(Dataset excerpts)
· · ·

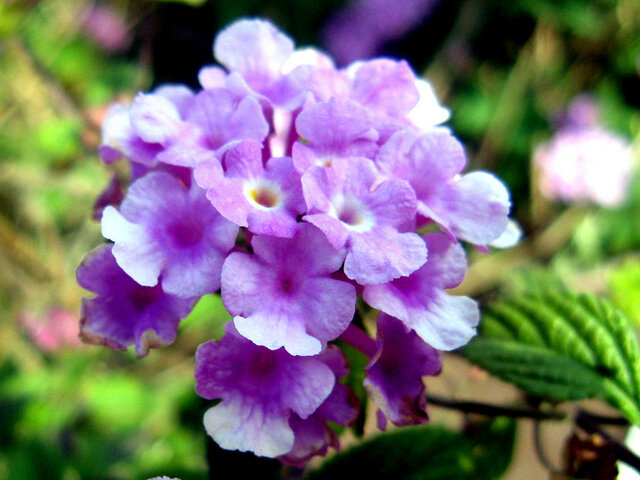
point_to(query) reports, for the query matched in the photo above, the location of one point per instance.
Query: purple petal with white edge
(409, 155)
(223, 120)
(260, 390)
(335, 124)
(124, 313)
(443, 321)
(313, 435)
(163, 228)
(155, 119)
(394, 375)
(211, 76)
(245, 426)
(180, 95)
(254, 48)
(428, 112)
(134, 248)
(225, 194)
(386, 86)
(308, 248)
(382, 254)
(474, 208)
(284, 295)
(392, 203)
(264, 198)
(510, 237)
(333, 229)
(119, 139)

· · ·

> [Task directions]:
Your answer must restate the entries word for word and contain no pictures.

> [Response to this task]:
point_to(query) reports, for the query matched in the photo above, the location of one point per instance.
Query: purple petal with white edge
(409, 155)
(223, 120)
(260, 390)
(335, 124)
(124, 313)
(443, 321)
(313, 435)
(163, 228)
(155, 119)
(394, 375)
(211, 76)
(245, 426)
(180, 95)
(254, 48)
(428, 112)
(134, 248)
(225, 194)
(386, 86)
(308, 248)
(382, 254)
(474, 208)
(284, 295)
(392, 203)
(264, 198)
(510, 237)
(333, 229)
(119, 139)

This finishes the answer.